*What to do*:
Pick out each line of the data below that contains the word "curtain", and copy those lines.

*Data to process*:
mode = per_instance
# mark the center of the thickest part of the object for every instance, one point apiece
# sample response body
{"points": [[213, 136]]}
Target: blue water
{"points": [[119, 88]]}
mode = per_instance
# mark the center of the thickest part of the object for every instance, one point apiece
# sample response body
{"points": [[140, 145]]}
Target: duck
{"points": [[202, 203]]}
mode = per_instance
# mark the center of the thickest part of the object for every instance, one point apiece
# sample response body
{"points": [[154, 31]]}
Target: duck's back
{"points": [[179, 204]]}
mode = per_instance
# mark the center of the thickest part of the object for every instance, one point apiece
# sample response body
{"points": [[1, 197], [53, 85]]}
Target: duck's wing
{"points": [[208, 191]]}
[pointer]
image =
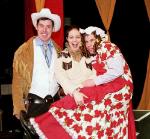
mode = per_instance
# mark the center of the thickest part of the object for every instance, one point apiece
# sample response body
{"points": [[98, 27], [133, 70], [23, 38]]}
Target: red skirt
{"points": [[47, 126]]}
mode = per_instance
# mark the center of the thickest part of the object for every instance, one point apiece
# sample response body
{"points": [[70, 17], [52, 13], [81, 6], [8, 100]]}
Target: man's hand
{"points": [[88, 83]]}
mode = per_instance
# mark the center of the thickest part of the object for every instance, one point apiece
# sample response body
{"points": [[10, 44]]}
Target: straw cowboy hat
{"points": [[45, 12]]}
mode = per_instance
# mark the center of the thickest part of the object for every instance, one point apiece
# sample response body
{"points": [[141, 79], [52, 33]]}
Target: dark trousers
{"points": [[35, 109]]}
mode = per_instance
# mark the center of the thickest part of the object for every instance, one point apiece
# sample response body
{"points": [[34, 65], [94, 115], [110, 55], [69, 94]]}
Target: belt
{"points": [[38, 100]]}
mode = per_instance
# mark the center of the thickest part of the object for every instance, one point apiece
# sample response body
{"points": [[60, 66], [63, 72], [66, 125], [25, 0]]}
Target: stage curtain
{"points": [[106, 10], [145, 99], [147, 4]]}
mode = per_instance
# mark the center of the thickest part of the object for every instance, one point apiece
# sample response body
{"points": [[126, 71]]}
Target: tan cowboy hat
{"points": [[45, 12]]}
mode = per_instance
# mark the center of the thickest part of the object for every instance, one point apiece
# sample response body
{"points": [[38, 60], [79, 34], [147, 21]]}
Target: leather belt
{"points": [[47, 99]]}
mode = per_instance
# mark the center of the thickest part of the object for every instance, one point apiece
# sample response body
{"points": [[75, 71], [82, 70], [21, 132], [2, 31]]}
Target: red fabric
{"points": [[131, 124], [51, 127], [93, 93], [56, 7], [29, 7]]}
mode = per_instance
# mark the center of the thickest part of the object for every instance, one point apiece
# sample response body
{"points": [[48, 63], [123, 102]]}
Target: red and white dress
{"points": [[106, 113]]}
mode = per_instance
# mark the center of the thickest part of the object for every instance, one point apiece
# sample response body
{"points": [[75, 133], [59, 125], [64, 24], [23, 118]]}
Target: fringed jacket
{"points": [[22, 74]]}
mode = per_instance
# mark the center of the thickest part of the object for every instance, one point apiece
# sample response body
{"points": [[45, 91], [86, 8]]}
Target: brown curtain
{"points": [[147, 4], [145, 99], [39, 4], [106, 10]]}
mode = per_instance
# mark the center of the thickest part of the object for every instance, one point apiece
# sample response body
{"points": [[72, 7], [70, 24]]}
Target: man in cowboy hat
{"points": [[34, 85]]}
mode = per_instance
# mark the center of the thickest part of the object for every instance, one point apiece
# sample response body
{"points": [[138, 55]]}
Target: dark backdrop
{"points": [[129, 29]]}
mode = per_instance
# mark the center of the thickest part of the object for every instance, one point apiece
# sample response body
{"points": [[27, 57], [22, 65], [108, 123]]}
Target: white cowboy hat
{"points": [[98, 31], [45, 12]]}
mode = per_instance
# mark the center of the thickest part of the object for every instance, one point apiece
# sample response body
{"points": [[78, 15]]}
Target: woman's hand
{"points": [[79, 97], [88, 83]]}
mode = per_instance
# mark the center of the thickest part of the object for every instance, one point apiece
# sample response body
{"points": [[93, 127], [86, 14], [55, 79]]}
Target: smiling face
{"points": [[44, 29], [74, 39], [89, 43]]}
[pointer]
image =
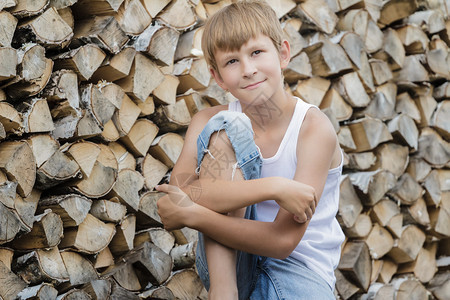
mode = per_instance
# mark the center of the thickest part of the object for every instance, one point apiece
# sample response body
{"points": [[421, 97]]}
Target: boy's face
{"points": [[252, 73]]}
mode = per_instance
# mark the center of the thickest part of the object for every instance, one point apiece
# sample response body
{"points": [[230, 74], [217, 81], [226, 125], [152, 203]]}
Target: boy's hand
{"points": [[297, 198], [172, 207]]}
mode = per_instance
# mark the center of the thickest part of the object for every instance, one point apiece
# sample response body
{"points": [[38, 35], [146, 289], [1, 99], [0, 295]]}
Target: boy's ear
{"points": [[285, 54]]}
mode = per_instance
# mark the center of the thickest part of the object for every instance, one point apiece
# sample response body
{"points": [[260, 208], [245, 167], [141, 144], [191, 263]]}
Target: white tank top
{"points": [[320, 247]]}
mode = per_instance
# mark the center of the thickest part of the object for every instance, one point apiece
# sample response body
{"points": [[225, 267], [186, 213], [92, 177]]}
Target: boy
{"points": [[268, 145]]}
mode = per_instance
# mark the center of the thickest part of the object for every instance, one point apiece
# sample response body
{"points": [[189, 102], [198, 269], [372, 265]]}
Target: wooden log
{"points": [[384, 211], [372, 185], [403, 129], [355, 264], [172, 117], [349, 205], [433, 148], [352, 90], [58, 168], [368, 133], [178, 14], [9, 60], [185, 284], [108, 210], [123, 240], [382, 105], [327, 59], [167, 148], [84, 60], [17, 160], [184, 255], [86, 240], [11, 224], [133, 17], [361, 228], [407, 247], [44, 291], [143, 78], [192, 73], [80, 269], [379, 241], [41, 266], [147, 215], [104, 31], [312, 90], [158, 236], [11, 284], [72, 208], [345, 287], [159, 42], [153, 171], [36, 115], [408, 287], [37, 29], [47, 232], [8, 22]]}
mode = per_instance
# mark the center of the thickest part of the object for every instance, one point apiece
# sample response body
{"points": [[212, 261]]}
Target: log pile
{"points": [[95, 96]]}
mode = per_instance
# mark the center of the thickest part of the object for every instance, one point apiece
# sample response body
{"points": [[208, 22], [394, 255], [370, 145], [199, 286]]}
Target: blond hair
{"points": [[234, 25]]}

==

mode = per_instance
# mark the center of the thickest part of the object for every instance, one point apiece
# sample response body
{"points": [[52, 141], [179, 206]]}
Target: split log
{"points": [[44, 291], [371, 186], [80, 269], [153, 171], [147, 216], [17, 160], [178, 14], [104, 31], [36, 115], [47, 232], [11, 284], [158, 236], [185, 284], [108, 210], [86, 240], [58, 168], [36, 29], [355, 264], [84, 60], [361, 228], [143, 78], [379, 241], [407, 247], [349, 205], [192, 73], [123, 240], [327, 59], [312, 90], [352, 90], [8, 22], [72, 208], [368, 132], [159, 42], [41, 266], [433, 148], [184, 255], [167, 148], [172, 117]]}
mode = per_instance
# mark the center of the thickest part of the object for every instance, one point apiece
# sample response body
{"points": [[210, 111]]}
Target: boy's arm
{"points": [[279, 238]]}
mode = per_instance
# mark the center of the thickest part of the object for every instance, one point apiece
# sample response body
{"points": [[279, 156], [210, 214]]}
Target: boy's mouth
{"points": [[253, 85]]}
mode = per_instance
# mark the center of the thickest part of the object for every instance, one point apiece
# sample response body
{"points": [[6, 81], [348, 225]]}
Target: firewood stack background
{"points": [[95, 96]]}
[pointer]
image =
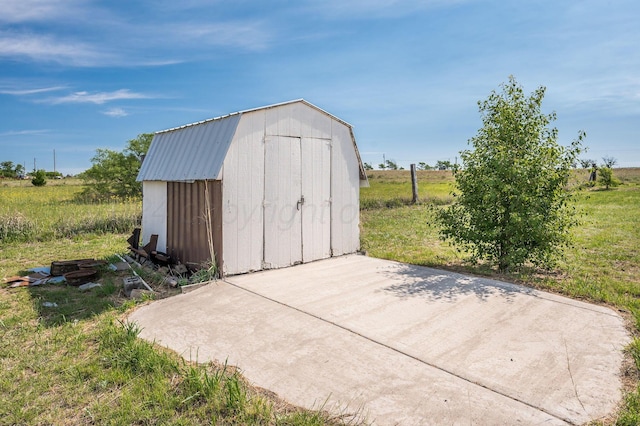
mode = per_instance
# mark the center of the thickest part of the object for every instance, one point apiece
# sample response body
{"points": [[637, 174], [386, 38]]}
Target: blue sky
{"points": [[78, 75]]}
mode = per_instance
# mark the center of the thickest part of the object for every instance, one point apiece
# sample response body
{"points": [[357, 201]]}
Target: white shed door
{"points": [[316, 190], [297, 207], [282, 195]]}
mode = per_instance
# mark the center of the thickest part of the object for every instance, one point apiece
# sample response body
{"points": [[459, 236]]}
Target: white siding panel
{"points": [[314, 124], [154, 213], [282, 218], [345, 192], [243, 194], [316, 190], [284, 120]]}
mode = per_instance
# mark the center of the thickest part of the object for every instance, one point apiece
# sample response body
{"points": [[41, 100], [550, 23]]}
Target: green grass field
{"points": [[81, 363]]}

*Result of the task*:
Target: stage curtain
Target: brown curtain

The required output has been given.